What you have to do: Collect the lines of the entries where "brown" shows up.

■ ■ ■ ■

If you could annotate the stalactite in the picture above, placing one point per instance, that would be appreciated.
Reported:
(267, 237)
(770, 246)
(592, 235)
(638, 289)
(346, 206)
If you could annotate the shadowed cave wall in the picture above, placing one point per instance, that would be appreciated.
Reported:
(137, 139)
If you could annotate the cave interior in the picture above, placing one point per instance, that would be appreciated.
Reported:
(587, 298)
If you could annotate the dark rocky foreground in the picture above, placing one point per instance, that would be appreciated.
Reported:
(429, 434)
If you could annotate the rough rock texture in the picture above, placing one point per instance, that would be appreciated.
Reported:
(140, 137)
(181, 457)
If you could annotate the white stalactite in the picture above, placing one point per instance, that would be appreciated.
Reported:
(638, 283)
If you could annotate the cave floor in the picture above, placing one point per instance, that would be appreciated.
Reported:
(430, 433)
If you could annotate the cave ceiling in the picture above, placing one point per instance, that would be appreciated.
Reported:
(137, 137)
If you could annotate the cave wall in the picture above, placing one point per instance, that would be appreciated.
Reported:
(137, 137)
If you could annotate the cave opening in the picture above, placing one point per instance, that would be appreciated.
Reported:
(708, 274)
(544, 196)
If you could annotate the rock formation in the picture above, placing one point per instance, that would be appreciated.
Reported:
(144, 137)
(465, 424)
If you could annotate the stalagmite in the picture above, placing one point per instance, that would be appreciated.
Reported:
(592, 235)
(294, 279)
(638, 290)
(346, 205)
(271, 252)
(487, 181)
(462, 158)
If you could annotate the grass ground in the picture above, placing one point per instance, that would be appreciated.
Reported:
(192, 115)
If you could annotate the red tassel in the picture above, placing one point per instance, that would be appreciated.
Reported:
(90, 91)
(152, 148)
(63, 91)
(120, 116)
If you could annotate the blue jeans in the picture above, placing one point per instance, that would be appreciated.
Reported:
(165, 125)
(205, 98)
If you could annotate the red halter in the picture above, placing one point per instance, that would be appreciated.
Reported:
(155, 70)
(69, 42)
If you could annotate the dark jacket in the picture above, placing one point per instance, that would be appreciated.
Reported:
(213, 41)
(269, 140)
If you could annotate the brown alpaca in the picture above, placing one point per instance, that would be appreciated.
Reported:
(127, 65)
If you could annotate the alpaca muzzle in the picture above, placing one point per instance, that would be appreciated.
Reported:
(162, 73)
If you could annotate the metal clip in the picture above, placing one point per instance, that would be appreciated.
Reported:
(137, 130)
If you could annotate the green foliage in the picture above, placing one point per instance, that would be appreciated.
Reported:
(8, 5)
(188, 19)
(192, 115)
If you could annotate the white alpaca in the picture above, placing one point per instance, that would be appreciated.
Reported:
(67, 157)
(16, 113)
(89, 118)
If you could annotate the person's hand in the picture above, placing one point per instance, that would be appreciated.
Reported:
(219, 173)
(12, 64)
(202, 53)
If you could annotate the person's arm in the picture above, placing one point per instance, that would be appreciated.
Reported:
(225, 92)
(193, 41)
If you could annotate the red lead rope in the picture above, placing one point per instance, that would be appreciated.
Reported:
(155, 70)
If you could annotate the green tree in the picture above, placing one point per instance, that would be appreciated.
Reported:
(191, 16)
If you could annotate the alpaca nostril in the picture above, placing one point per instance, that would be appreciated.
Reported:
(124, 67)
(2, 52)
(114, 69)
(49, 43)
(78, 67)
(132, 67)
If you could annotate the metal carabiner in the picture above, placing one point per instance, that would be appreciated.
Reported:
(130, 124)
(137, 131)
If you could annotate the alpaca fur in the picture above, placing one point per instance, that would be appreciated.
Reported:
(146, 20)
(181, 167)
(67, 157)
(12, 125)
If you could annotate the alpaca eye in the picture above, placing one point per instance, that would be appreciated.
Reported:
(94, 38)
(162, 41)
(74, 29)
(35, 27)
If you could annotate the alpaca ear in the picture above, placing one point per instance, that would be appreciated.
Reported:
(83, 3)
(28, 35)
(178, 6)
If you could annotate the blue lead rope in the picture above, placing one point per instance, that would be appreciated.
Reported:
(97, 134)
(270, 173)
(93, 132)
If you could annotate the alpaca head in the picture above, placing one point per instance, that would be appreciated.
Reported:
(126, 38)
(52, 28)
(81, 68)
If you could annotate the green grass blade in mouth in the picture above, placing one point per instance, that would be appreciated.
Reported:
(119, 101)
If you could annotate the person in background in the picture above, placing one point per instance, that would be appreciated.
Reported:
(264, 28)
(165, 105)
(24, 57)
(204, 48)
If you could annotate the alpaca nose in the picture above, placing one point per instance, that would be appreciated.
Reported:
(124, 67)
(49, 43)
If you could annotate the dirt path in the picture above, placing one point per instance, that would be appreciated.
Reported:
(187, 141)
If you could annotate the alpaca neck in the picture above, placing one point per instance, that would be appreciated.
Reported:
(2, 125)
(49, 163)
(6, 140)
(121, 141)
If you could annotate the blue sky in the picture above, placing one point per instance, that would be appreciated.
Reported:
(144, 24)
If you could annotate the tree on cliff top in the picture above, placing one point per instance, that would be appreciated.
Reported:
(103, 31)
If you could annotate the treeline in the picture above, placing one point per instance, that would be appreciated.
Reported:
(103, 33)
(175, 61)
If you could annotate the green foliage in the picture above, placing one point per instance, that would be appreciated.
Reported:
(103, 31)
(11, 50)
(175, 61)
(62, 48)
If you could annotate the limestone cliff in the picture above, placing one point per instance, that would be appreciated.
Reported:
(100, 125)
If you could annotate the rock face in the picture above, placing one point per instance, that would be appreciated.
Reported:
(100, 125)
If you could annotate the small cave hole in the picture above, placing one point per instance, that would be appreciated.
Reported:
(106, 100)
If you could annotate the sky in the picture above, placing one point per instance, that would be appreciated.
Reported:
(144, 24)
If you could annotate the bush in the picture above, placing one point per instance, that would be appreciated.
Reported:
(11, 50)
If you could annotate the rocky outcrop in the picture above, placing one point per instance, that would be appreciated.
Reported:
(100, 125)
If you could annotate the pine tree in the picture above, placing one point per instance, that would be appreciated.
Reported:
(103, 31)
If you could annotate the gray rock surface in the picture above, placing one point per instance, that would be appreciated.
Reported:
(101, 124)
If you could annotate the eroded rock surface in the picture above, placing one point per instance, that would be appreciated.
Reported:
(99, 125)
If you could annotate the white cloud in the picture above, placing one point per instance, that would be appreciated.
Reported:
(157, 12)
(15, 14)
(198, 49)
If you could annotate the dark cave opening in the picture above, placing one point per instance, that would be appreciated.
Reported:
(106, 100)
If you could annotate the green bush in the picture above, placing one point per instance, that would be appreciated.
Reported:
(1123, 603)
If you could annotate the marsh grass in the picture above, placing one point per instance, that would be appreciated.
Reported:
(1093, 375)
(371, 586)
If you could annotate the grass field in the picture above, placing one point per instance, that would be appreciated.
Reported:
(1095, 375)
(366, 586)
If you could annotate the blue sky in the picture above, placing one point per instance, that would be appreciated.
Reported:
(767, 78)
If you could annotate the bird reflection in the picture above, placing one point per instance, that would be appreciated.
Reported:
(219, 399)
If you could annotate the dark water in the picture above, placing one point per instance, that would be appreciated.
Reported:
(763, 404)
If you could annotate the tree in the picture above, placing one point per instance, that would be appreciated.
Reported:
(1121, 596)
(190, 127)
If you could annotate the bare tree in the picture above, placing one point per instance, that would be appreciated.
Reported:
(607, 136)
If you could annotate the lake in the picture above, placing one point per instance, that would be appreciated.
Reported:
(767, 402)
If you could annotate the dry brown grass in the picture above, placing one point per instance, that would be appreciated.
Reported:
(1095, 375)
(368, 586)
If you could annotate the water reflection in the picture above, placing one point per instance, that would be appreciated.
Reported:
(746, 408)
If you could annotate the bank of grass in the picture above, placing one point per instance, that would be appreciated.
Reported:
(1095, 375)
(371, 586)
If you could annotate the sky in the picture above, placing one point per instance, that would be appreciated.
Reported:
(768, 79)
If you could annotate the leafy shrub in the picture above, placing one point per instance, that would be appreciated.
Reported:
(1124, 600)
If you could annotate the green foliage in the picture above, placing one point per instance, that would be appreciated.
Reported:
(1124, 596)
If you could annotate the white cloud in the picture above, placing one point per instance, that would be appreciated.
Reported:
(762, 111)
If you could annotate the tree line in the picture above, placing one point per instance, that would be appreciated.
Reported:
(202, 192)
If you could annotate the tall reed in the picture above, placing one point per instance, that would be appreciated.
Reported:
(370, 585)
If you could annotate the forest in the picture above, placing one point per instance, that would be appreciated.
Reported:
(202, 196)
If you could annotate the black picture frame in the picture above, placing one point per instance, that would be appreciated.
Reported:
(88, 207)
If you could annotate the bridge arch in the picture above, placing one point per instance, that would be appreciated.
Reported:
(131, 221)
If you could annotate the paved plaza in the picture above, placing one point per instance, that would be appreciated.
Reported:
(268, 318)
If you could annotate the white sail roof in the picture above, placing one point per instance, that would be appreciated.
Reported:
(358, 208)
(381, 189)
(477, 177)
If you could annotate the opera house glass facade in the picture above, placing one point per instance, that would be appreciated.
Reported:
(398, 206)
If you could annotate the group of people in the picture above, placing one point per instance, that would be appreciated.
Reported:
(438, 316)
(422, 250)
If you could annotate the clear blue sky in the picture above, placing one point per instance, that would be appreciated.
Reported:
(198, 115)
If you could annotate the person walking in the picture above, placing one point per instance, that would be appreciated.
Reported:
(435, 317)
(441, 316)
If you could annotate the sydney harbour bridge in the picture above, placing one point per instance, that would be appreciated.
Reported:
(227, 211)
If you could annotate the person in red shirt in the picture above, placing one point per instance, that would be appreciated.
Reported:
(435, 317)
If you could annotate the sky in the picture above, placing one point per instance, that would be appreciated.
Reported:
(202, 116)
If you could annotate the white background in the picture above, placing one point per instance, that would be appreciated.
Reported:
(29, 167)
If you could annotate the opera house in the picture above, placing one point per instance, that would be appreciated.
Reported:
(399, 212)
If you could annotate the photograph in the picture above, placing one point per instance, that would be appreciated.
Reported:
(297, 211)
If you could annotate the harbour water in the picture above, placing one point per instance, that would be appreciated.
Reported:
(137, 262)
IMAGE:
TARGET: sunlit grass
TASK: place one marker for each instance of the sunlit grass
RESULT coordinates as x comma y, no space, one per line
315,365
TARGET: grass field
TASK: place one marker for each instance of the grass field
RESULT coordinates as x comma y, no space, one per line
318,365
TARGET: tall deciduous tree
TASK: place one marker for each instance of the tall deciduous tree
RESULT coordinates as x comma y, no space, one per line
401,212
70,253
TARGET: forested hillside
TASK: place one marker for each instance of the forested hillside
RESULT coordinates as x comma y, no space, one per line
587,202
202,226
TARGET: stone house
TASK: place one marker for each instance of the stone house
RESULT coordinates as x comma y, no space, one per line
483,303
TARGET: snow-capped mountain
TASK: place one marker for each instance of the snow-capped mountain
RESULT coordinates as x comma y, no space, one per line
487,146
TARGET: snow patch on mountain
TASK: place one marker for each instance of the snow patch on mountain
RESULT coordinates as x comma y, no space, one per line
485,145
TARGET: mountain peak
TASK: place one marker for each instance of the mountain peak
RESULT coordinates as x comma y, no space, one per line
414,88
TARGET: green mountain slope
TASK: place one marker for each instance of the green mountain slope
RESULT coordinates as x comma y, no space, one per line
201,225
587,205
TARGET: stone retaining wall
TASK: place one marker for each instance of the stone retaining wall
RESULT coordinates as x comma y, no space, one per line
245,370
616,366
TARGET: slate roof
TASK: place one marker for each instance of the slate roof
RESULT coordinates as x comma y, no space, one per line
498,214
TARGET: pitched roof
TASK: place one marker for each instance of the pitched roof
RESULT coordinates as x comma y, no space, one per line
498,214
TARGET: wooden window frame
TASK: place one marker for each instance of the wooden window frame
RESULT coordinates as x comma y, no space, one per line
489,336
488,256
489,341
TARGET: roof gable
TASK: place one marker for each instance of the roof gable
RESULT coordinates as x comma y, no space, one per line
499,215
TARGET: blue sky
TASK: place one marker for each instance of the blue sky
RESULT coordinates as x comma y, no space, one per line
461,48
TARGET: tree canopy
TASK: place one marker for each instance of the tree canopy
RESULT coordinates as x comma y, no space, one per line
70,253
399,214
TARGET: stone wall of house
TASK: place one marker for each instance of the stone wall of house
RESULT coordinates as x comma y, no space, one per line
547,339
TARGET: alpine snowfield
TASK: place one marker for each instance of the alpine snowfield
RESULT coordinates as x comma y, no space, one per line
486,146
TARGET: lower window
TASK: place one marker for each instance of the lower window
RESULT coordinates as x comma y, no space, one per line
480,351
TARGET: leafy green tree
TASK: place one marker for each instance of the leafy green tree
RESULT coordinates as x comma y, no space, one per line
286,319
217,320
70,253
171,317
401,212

■ ■ ■ ■

Result of the task:
If you could annotate the brown alpaca in the picture above, placing one point per instance, that would be appreciated.
If you could annotate the dry brown grass in the picture above, placing one point per instance, that would be appreciated.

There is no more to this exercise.